- **GIVEN ENTRIES**:

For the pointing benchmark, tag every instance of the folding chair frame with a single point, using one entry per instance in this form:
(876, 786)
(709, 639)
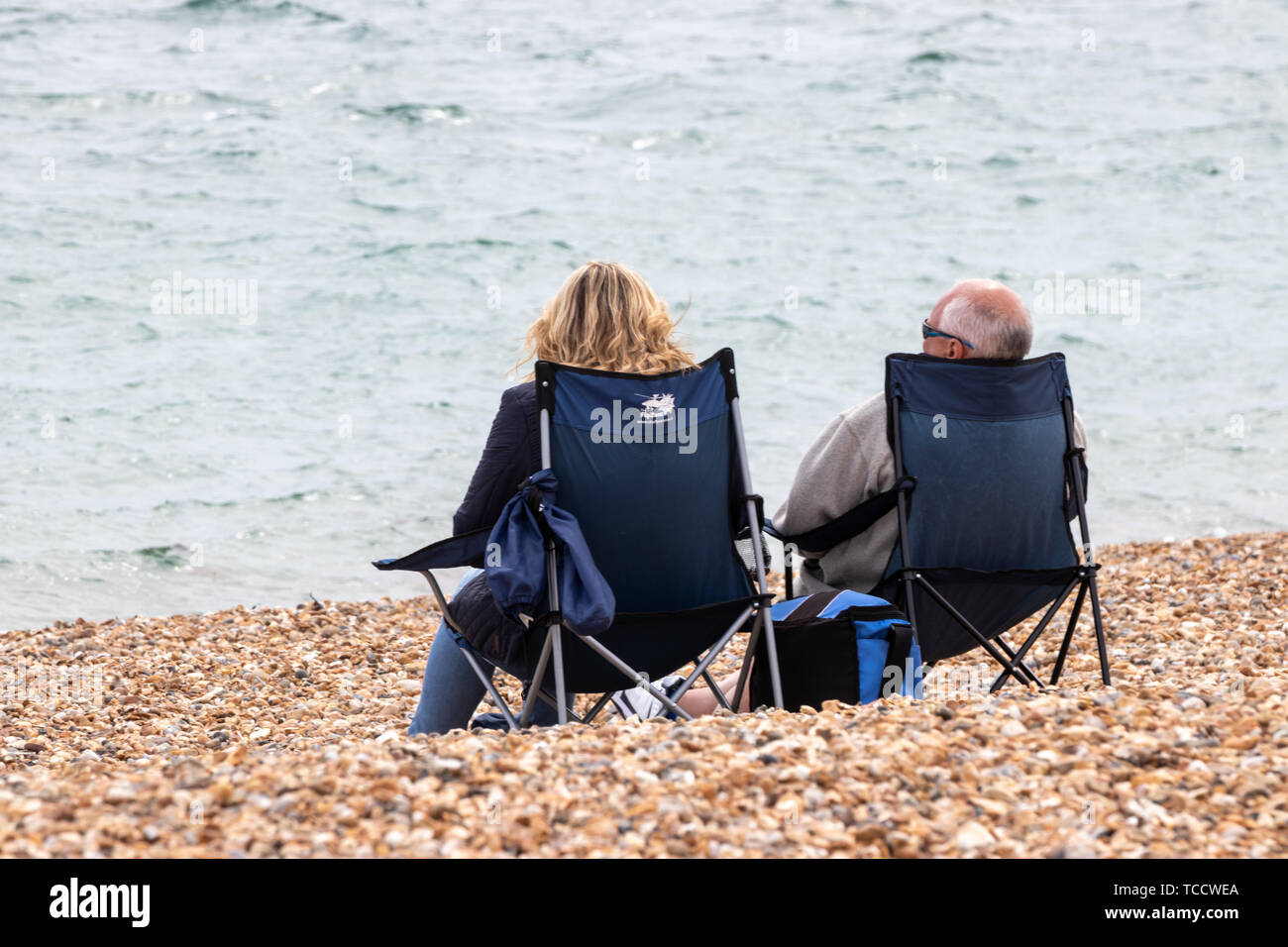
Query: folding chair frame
(1083, 577)
(553, 646)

- **SET EXERCISE**: Retype the material above exactly as it stands, line for line, omitting the picture.

- **PROBLEM SOLUTION**:
For the pointing benchmark, tag every instance of the folding chair frame with a single point, using one entry per instance in this form:
(876, 786)
(709, 639)
Query: folding chair frame
(1083, 577)
(553, 646)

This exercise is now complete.